> What is asked
Repeat the part of the post about music compilations from "Find this on" to "awful, awful, awful).".

> Source document
Find this on Children of Nuggets, a compilation of the next wave of bands influenced by the garage treasures on Lenny Kaye’s legendary Nuggets. Every home should have one of them… and Children of Nuggests is a pretty great follow-up. One of our previous podcasts features the unbelievable “Trains” by The Nashville Ramblers – one of the most exhilarating tunes you will ever hear by a band who probably haven’t even heard of themselves anymore.
This is from a Joe Meek compilation. Mad, brilliant and a bit frightening. We need a British David Lynch to use this kind of stuff in spooky British films (if British films weren’t so relentlessly shit these days… I have just watched that toss How to Lose Friends and Alienate People.. awful, awful, awful).

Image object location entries

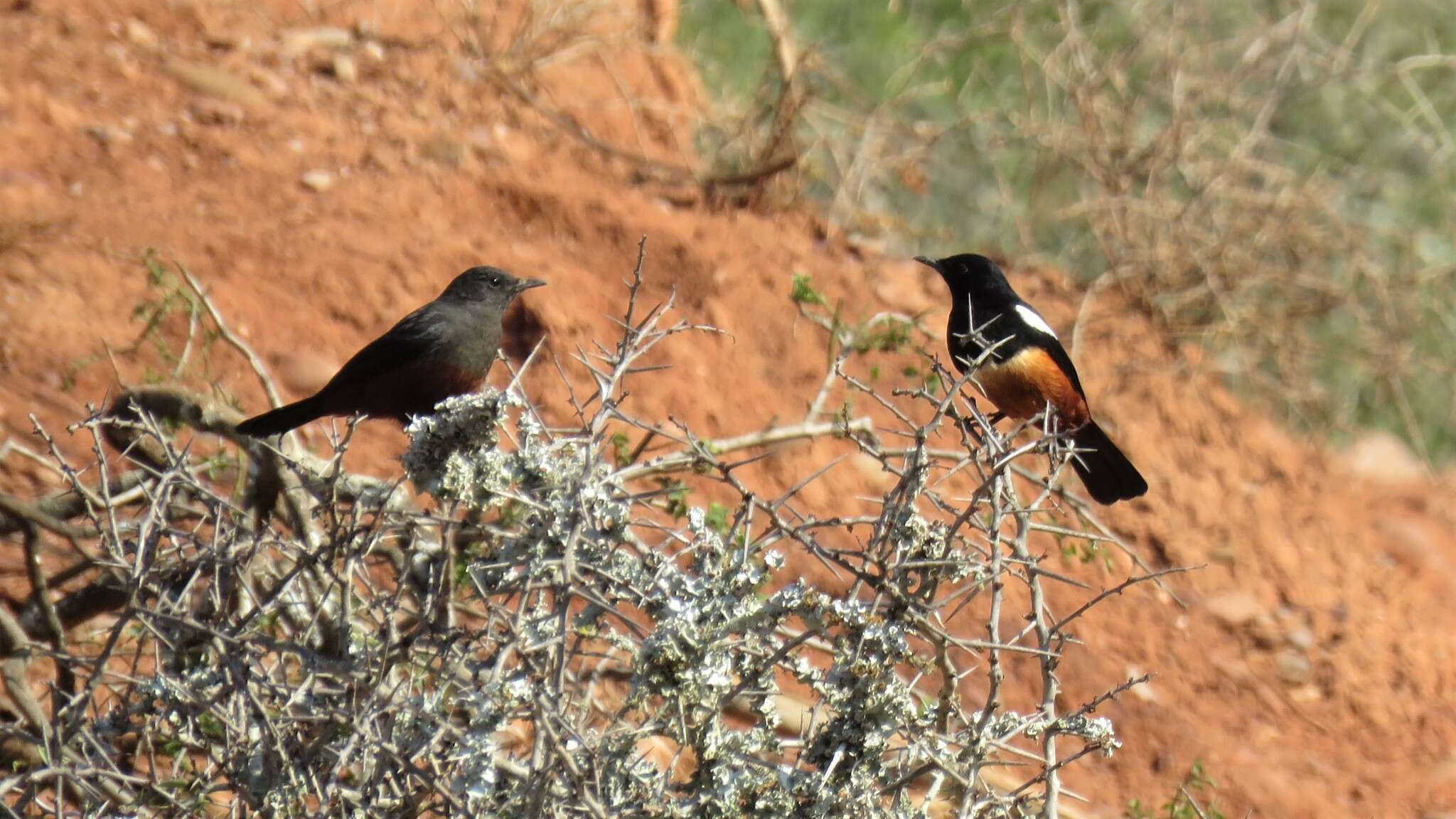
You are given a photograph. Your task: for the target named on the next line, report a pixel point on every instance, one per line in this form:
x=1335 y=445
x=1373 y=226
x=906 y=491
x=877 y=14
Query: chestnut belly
x=1024 y=385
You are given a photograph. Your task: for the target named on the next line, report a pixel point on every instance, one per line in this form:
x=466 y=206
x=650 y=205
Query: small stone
x=318 y=181
x=874 y=473
x=1383 y=458
x=1143 y=691
x=344 y=69
x=216 y=82
x=1300 y=637
x=1293 y=666
x=271 y=83
x=140 y=34
x=1264 y=631
x=108 y=136
x=304 y=372
x=218 y=112
x=1308 y=692
x=1233 y=609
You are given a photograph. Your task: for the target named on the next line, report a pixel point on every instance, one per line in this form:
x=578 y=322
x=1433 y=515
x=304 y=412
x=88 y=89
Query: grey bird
x=440 y=350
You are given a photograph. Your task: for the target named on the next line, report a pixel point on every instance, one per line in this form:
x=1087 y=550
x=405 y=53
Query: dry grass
x=1278 y=183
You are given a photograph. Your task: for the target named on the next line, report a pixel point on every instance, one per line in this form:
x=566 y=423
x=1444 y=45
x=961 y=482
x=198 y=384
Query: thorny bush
x=567 y=633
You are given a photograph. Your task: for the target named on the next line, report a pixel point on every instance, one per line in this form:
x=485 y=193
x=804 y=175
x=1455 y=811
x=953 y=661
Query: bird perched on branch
x=440 y=350
x=1027 y=369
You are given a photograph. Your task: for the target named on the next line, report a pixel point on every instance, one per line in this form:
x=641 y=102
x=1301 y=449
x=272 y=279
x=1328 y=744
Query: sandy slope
x=1315 y=668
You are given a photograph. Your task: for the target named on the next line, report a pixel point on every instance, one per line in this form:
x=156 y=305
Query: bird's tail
x=1104 y=470
x=283 y=419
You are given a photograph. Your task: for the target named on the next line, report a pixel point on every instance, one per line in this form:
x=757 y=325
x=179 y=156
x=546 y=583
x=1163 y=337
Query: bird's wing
x=411 y=340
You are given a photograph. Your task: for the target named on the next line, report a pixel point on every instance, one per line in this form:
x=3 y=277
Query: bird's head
x=968 y=274
x=488 y=284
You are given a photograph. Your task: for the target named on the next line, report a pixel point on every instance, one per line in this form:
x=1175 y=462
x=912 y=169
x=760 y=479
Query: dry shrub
x=1276 y=181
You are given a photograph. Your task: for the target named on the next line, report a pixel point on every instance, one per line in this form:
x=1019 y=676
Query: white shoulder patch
x=1034 y=319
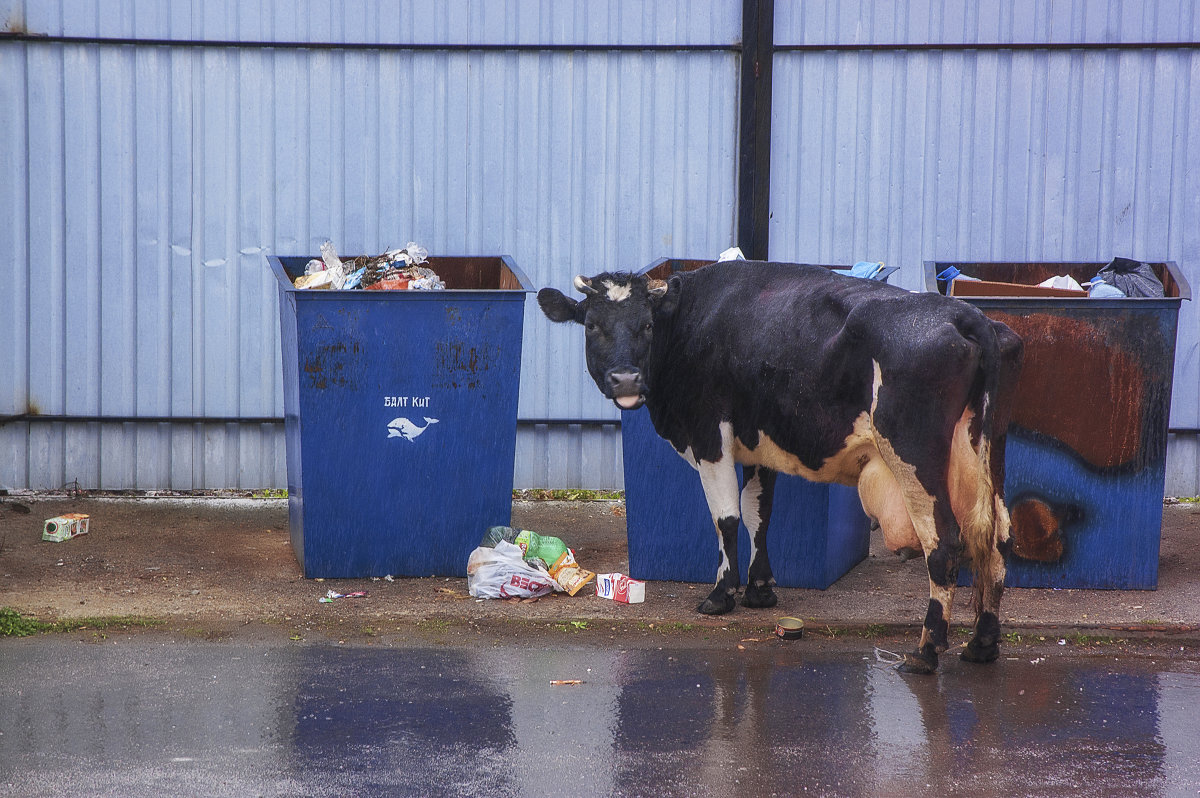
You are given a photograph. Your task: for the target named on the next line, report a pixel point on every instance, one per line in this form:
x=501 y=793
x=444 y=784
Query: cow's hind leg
x=720 y=483
x=757 y=496
x=989 y=587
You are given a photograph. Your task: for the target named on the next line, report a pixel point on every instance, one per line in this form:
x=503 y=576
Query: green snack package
x=540 y=547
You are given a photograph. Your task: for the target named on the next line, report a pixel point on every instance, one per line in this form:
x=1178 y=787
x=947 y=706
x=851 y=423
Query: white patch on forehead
x=618 y=292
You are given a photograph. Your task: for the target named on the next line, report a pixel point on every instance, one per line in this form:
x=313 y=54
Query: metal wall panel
x=993 y=154
x=151 y=179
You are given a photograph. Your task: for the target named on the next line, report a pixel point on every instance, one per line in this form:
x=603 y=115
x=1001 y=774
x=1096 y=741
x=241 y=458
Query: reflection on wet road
x=222 y=719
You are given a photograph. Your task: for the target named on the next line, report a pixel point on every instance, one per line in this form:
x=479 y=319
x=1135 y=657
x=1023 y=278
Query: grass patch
x=433 y=624
x=571 y=625
x=541 y=495
x=13 y=624
x=270 y=493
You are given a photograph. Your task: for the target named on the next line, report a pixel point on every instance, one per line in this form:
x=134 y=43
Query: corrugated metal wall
x=1051 y=154
x=151 y=179
x=148 y=180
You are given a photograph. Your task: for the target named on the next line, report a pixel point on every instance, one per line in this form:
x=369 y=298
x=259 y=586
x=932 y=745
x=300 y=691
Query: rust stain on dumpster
x=334 y=365
x=1078 y=388
x=460 y=364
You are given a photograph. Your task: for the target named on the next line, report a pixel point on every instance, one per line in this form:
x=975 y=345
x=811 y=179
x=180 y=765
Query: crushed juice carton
x=621 y=588
x=65 y=527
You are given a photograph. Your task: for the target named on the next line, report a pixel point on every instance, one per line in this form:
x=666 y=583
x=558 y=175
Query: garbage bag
x=1134 y=279
x=501 y=573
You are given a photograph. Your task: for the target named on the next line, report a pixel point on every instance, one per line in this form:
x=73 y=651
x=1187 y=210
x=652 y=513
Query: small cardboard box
x=621 y=588
x=65 y=527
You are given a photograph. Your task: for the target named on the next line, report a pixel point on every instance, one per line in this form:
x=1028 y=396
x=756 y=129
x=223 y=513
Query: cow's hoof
x=759 y=598
x=981 y=653
x=717 y=604
x=918 y=663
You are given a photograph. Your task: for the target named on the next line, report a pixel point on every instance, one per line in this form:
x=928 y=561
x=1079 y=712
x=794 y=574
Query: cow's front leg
x=757 y=496
x=720 y=483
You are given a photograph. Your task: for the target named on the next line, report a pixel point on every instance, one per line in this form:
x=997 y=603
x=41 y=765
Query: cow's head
x=617 y=312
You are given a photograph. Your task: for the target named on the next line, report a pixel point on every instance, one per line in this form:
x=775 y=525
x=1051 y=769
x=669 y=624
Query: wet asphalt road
x=145 y=715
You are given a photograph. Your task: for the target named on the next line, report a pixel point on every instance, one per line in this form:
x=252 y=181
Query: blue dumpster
x=400 y=418
x=1086 y=455
x=816 y=533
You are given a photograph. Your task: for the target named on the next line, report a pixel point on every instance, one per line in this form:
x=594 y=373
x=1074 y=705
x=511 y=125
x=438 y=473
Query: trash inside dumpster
x=393 y=270
x=817 y=532
x=1086 y=455
x=400 y=412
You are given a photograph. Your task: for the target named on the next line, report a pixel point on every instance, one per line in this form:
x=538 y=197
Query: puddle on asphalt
x=111 y=719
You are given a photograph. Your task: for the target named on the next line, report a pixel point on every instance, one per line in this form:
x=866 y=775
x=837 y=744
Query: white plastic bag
x=502 y=573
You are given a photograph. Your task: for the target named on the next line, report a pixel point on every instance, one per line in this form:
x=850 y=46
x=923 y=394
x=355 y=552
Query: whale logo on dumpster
x=407 y=430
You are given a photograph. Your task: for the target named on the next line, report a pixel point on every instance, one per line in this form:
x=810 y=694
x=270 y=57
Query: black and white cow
x=785 y=367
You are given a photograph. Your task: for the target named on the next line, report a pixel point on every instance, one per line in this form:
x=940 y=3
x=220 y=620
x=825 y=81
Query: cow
x=795 y=369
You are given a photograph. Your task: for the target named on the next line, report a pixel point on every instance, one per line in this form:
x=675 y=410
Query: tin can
x=789 y=628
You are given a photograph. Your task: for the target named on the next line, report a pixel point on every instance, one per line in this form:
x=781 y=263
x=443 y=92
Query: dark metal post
x=754 y=127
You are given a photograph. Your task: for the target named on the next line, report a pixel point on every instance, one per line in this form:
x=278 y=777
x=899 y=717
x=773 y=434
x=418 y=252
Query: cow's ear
x=666 y=298
x=557 y=306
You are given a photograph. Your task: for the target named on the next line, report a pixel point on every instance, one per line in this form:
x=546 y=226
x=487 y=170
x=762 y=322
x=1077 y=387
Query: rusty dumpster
x=1086 y=454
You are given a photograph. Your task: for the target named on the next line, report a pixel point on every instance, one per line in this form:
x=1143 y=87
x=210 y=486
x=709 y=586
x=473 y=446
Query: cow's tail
x=979 y=531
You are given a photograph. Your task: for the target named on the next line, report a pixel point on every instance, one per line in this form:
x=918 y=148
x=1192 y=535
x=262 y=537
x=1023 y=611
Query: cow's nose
x=625 y=383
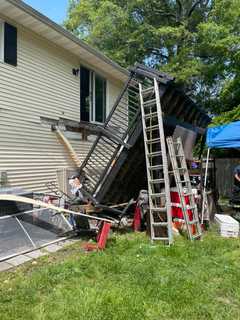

> Reply
Find this on Children of Nuggets, a compilation of the next wave of bands influenced by the garage treasures on Lenny Kaye’s legendary Nuggets. Every home should have one of them… and Children of Nuggests is a pretty great follow-up. One of our previous podcasts features the unbelievable “Trains” by The Nashville Ramblers – one of the most exhilarating tunes you will ever hear by a band who probably haven’t even heard of themselves anymore.
This is from a Joe Meek compilation. Mad, brilliant and a bit frightening. We need a British David Lynch to use this kind of stuff in spooky British films (if British films weren’t so relentlessly shit these days… I have just watched that toss How to Lose Friends and Alienate People.. awful, awful, awful).